### Listing
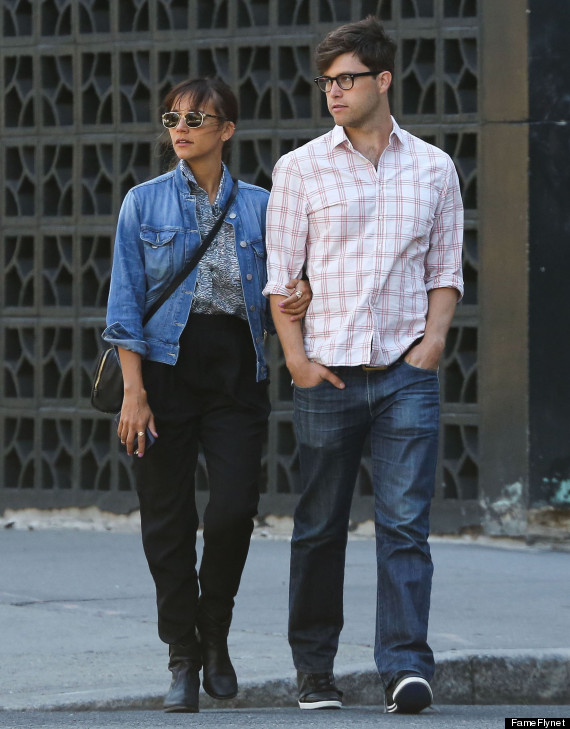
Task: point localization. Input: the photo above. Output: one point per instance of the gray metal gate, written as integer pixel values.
(81, 82)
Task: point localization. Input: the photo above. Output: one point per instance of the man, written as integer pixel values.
(374, 215)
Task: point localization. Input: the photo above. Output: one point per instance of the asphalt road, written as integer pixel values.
(444, 717)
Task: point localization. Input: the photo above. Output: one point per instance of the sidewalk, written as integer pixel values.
(78, 625)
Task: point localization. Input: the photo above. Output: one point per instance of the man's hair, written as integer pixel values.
(365, 38)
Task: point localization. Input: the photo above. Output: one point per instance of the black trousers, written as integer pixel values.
(210, 397)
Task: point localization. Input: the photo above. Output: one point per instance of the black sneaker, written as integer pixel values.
(408, 694)
(318, 691)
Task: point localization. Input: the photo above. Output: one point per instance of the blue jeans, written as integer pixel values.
(399, 407)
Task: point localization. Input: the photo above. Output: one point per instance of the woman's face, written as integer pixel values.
(202, 143)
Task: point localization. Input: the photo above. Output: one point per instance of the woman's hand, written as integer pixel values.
(135, 417)
(296, 305)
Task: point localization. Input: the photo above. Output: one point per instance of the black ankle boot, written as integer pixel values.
(219, 678)
(182, 697)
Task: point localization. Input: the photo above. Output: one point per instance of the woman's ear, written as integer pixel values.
(228, 132)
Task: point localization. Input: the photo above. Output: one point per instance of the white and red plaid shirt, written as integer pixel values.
(374, 242)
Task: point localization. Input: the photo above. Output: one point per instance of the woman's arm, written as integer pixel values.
(296, 306)
(136, 414)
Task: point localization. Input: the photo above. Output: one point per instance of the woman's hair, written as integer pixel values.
(366, 39)
(203, 91)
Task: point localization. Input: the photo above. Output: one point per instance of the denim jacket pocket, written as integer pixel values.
(158, 252)
(260, 255)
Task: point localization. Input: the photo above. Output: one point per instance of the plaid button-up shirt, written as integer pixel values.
(374, 242)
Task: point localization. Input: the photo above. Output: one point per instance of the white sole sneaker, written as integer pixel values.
(411, 695)
(324, 704)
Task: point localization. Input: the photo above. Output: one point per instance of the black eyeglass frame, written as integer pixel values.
(330, 79)
(185, 116)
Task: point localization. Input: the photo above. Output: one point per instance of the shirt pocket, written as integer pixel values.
(158, 252)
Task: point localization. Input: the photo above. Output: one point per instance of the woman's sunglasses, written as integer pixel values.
(193, 119)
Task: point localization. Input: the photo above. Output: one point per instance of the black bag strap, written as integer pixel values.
(177, 280)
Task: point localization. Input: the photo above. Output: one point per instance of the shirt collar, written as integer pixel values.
(339, 135)
(189, 175)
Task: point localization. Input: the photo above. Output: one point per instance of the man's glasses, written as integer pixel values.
(193, 119)
(345, 81)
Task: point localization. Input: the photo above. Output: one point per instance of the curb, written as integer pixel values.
(518, 677)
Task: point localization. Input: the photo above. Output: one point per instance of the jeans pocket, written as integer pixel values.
(420, 369)
(309, 389)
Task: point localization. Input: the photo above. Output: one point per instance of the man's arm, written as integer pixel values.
(304, 372)
(441, 308)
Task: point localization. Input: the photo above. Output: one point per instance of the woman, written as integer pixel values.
(195, 374)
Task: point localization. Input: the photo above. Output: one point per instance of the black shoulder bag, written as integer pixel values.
(107, 388)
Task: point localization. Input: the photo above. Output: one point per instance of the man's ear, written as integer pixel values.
(384, 81)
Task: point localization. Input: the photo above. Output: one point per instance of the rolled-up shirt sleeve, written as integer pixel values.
(287, 227)
(443, 261)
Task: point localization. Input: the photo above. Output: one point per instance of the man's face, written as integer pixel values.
(360, 104)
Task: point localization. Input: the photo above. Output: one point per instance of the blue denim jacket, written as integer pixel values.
(157, 233)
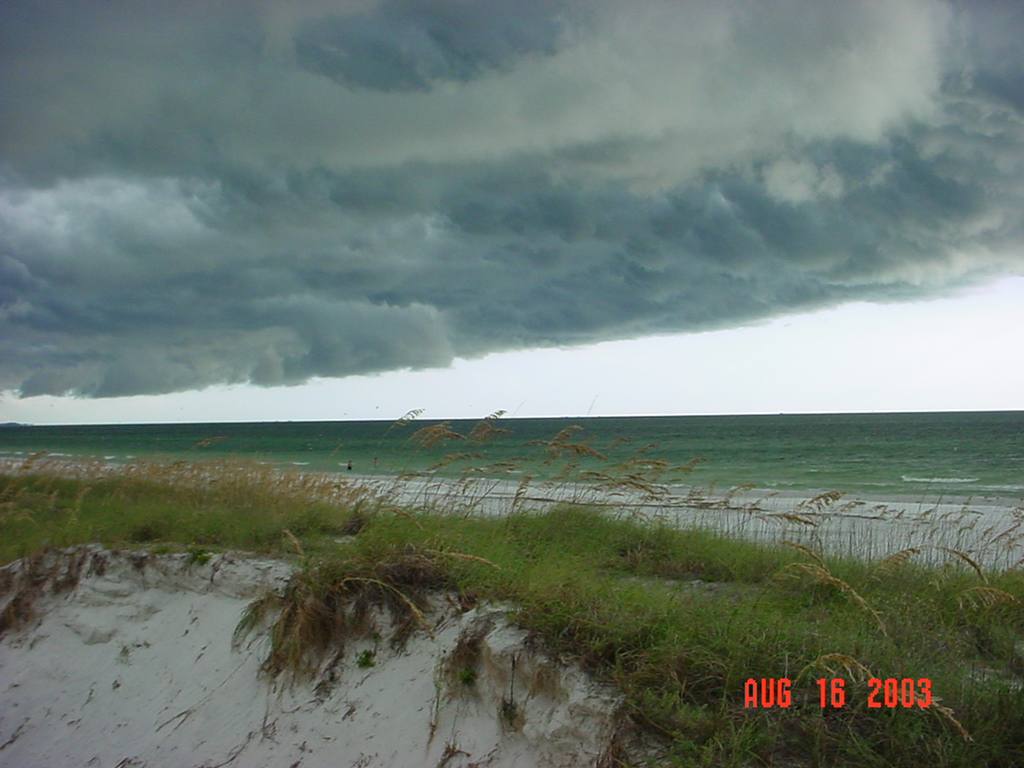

### What is required
Count the lines in the items above that contain the string "jacket", and give only that number.

### Solution to this task
2